**** Текст документа ****
Раз уж ветхий экипаж появился на улицах города, надо сказать несколько слов и о городском будочнике, который, заслышав шум сфероида, гаркнул спросонья, подняв алебарду: «Кто идёт?», но, увидев, что никто не шёл, поймал у себя на воротнике какого-то зверя и, подошед к фонарю, казнил его тут же у себя на ногте. После чего, отставивши алебарду, опять заснул по уставам своего рыцарства». Зверь(!), отловленный не где-нибудь, а на воротнике, это паразит-наездник, проникший в нашу реальность вместе с древним экипажем и пытающийся пробраться к холке в области седьмого шейного позвонка. Оберегающие от «зверей» воротники — нередко двойные — в поэме носят в основном лакеи, в том числе и лакей Софьи Ивановны. Замечание о том, что никто не шёл, включая и лошадей, говорит об ином способе перемещения арбузного дилижанса. Что же касается шутки с уставами сонного рыцарства, то она хоть и выглядит шуткой, но шуткой не является. Стражи миров или пограничники несут службу в похожем на сон состоянии, что позволяет им отслеживать тонкие слои реальности.
****
Ответьте на вопросы по тексту о городском будочнике:
1. Что выкрикнул будочник, услышав шум сфероида?
2. Кто в поэме в основном носит воротники, оберегающие от «зверей»?
3. В каком состоянии несут службу стражи миров или пограничники?
**** Исходные строки ****
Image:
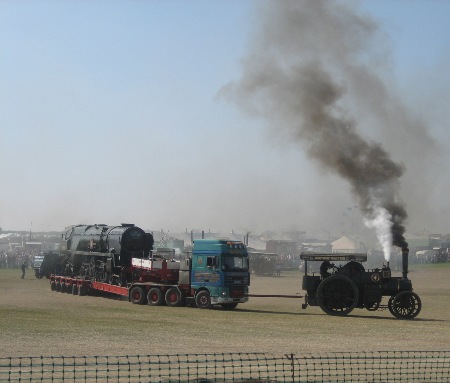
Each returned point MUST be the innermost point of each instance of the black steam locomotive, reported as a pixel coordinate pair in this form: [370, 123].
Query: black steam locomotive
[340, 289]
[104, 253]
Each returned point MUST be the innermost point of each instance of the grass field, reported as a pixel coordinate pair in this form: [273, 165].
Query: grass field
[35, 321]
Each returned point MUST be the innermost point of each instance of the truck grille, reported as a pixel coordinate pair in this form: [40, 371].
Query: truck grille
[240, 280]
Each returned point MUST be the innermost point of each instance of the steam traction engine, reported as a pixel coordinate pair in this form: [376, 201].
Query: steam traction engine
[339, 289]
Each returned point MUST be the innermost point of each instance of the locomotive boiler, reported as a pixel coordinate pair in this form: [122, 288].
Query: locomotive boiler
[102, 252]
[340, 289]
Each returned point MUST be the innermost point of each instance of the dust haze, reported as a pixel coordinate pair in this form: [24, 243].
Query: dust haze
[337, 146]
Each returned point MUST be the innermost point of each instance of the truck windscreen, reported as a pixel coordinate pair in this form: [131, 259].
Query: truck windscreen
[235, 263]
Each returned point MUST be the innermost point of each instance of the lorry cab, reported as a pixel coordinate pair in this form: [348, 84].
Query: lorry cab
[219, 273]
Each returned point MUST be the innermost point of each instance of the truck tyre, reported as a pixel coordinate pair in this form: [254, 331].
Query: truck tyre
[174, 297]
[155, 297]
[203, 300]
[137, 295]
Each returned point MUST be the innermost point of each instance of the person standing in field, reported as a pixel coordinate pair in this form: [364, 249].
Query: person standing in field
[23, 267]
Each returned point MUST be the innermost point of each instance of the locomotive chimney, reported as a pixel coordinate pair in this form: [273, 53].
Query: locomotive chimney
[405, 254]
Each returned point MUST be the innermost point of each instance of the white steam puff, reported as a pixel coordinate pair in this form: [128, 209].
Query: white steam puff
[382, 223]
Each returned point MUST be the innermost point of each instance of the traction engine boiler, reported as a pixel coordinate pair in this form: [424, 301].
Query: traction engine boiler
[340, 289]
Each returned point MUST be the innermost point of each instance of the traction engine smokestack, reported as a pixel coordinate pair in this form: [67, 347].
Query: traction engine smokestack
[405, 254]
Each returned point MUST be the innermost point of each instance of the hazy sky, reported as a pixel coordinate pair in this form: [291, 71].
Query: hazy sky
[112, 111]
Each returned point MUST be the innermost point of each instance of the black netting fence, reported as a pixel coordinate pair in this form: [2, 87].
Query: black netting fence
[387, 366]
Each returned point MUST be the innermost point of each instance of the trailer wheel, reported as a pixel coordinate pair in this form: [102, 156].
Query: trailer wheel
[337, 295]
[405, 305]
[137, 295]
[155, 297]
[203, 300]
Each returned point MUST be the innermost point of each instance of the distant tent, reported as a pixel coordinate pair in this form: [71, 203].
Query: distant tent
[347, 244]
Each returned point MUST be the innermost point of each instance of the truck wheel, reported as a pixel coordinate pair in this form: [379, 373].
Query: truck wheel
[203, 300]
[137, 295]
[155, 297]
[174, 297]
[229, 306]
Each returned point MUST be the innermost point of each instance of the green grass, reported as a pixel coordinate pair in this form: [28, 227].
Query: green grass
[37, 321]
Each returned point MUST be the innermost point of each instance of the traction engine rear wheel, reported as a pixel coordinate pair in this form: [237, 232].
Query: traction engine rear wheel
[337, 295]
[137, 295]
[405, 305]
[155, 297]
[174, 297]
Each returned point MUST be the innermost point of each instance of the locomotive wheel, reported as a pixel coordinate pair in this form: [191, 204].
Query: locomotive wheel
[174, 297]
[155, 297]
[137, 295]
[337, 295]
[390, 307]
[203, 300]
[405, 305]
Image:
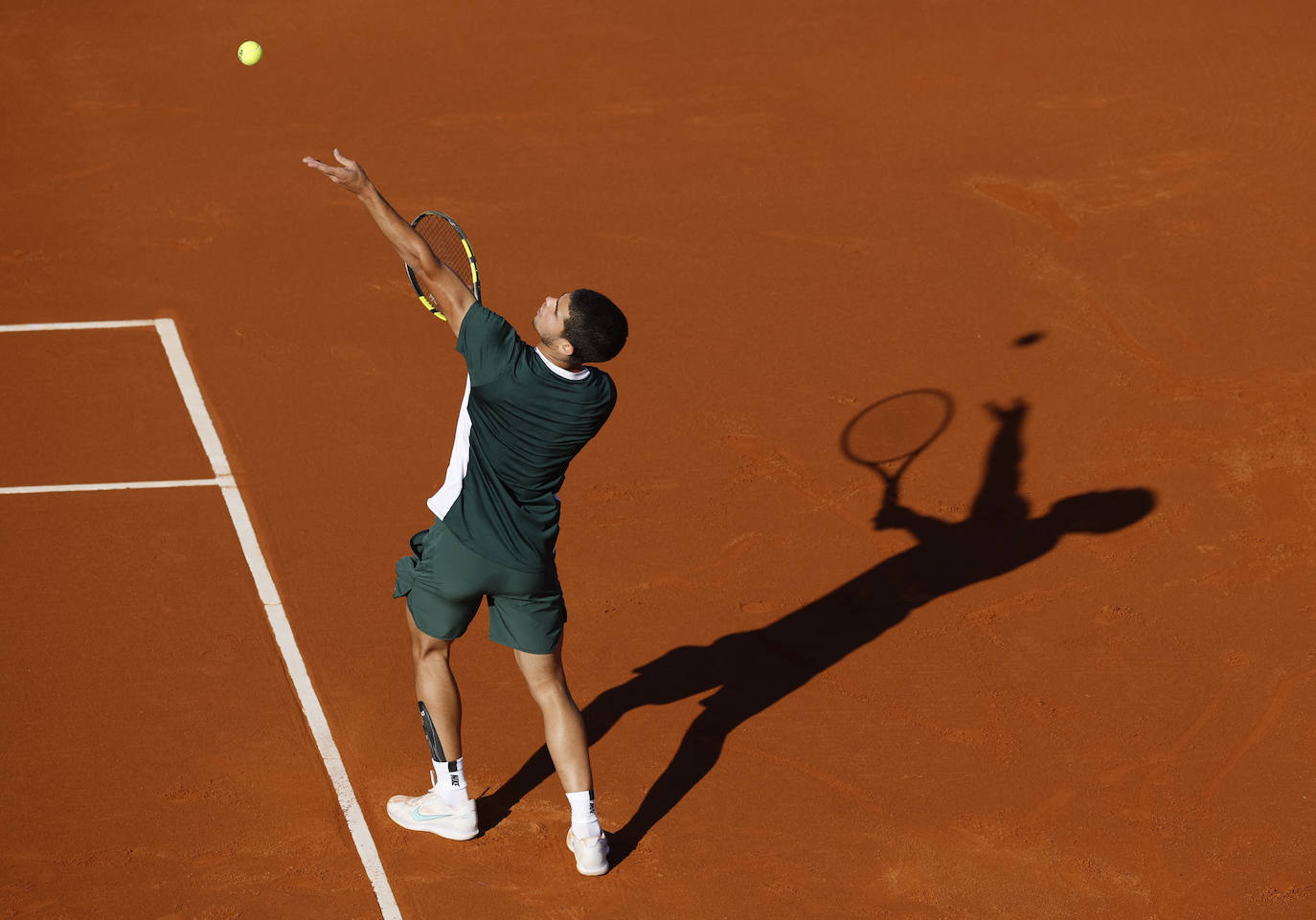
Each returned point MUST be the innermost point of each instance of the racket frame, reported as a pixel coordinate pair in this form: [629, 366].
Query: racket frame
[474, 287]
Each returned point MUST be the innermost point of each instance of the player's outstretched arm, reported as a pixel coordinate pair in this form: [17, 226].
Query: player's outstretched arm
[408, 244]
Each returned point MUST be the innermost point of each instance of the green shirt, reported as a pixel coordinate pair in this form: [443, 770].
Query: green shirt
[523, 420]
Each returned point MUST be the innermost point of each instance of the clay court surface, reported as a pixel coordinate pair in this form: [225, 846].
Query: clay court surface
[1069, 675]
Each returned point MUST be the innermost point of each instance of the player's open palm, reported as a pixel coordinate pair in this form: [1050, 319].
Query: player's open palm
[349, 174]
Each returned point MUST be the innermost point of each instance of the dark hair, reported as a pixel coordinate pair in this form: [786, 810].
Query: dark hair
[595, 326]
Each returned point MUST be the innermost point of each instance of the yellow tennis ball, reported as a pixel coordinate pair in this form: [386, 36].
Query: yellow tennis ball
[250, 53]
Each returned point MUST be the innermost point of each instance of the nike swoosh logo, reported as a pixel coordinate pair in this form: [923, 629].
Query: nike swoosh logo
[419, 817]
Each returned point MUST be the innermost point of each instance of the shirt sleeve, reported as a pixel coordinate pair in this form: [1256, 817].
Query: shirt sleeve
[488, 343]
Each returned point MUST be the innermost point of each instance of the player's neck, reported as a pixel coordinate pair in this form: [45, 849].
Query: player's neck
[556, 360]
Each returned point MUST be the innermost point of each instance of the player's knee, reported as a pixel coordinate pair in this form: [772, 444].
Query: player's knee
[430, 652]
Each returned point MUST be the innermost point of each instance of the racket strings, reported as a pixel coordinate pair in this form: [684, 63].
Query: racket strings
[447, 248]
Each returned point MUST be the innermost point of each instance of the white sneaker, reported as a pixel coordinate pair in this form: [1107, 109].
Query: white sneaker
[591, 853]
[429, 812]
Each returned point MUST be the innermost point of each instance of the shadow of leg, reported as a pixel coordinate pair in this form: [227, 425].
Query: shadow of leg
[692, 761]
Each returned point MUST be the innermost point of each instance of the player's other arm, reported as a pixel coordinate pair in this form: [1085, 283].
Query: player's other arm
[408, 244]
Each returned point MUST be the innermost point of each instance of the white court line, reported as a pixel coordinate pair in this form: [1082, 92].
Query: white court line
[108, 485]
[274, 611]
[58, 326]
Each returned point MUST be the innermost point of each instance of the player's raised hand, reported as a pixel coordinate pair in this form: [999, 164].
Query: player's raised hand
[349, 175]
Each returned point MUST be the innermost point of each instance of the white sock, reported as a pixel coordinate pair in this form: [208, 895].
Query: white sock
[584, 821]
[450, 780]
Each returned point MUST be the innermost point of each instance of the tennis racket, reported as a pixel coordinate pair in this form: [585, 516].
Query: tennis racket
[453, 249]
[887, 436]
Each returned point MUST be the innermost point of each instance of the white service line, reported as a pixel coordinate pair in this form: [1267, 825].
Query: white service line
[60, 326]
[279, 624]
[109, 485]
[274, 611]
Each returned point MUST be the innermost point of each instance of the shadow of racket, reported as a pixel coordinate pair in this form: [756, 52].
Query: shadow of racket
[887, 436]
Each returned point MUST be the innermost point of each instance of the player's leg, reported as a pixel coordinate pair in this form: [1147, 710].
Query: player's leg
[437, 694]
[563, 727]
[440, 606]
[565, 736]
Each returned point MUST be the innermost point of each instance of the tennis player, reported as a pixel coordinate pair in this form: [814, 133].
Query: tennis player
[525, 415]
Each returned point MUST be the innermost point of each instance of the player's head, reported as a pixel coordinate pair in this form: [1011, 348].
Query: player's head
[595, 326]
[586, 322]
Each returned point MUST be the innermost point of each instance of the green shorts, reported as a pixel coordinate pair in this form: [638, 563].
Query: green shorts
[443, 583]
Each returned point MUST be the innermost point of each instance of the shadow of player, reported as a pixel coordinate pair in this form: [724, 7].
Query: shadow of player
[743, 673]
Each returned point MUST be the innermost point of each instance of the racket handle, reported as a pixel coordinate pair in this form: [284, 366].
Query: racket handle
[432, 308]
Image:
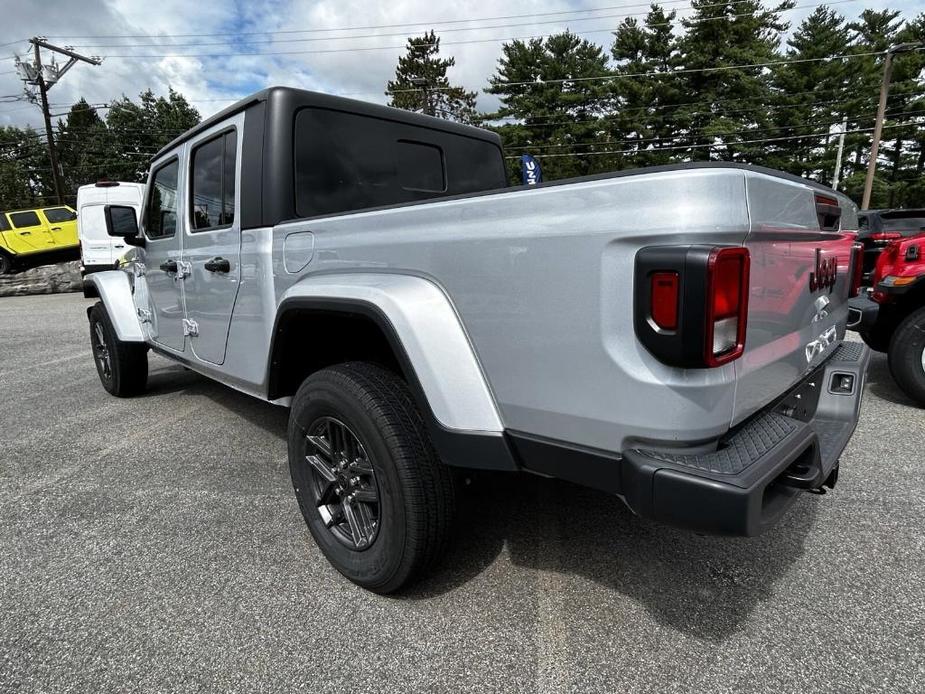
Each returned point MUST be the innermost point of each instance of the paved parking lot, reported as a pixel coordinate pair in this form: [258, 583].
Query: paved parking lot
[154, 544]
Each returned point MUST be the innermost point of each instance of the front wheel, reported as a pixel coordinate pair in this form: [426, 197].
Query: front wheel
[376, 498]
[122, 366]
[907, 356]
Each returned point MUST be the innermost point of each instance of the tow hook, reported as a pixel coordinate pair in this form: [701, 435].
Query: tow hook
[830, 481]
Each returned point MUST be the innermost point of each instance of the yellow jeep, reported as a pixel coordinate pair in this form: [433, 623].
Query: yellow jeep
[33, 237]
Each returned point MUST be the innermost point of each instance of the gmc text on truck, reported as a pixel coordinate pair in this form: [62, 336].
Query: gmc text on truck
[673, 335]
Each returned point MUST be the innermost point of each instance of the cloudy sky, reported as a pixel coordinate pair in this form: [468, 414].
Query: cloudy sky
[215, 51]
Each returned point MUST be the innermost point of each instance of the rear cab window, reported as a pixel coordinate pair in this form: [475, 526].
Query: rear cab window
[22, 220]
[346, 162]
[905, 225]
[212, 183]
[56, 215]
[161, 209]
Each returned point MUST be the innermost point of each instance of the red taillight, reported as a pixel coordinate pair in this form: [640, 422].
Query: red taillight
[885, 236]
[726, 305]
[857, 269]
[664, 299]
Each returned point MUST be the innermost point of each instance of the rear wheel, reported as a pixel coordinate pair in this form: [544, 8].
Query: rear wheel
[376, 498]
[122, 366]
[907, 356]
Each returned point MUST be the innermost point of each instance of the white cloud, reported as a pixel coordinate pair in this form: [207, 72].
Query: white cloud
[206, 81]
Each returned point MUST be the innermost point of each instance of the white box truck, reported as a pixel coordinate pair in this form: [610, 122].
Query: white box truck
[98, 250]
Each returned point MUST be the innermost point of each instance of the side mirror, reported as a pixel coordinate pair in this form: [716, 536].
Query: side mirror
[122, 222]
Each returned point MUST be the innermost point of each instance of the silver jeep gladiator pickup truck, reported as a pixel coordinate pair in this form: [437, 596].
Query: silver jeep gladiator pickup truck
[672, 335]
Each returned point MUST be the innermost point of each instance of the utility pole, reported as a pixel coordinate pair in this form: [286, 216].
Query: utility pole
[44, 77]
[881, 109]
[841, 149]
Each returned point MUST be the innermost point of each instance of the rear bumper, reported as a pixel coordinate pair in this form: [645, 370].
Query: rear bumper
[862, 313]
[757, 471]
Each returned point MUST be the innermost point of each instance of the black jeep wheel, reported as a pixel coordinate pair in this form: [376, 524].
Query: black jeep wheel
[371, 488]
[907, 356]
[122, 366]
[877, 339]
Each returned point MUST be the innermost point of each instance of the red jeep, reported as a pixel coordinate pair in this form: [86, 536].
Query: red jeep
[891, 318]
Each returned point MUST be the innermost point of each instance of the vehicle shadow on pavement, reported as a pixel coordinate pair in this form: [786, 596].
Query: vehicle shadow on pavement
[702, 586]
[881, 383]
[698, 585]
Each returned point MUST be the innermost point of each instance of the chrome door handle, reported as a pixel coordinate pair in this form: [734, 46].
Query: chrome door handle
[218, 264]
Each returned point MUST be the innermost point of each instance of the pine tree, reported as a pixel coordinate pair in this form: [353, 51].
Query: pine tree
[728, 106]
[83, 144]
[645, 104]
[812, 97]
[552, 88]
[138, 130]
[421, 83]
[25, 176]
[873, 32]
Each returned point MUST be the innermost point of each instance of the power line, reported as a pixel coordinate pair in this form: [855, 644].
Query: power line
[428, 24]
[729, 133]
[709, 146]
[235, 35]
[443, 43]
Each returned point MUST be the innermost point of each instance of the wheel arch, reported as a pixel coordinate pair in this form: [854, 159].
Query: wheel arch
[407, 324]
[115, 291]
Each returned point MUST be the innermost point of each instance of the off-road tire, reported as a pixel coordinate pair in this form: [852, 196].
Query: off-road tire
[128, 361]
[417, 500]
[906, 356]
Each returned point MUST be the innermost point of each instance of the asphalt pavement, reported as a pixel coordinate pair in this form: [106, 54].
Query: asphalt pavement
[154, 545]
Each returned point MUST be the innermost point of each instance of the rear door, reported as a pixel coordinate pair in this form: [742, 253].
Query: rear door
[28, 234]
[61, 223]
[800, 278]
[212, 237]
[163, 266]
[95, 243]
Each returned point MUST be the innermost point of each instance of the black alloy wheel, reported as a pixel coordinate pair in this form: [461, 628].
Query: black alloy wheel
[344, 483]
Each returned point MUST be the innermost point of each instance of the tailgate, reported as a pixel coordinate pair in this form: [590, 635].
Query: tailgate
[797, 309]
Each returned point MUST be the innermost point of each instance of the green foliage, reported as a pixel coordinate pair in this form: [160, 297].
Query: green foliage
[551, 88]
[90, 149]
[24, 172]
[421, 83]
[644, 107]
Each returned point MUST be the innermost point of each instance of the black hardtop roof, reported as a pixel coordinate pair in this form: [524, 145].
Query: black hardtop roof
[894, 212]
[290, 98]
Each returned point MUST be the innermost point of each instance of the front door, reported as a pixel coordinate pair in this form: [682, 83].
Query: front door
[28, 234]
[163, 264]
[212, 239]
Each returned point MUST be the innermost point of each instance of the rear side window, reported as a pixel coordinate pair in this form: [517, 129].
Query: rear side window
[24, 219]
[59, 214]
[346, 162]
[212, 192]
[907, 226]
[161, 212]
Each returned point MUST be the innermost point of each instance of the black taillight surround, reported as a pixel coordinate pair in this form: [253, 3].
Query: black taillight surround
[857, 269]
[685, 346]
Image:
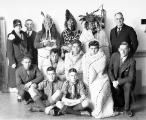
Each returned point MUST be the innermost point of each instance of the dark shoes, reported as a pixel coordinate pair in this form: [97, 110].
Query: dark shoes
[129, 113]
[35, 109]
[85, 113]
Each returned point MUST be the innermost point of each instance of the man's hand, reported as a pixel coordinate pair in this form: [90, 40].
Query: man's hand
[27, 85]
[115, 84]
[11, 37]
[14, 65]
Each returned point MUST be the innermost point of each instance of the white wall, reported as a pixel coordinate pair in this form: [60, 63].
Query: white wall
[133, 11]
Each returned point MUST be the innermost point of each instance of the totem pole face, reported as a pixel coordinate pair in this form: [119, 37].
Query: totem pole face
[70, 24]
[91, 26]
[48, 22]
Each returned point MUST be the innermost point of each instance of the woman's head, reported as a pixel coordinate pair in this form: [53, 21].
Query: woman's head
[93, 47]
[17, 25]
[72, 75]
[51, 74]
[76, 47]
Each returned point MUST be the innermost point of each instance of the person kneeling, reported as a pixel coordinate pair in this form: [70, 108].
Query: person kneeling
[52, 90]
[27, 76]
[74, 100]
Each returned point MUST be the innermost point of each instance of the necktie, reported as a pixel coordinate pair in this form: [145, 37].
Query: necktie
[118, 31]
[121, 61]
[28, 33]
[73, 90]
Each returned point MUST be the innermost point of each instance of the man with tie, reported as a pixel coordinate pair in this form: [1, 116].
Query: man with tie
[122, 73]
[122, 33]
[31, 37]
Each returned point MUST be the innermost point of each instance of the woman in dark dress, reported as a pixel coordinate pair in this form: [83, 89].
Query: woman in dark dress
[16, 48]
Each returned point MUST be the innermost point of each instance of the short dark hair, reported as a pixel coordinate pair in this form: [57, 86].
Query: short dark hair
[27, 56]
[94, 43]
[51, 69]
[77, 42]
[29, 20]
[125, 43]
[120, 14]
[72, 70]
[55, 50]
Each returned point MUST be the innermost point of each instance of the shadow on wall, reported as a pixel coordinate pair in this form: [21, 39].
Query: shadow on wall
****
▸ **Выполненное задание**:
1. «Кто идёт?»
2. Лакеи, в том числе лакей Софьи Ивановны.
3. В похожем на сон состоянии.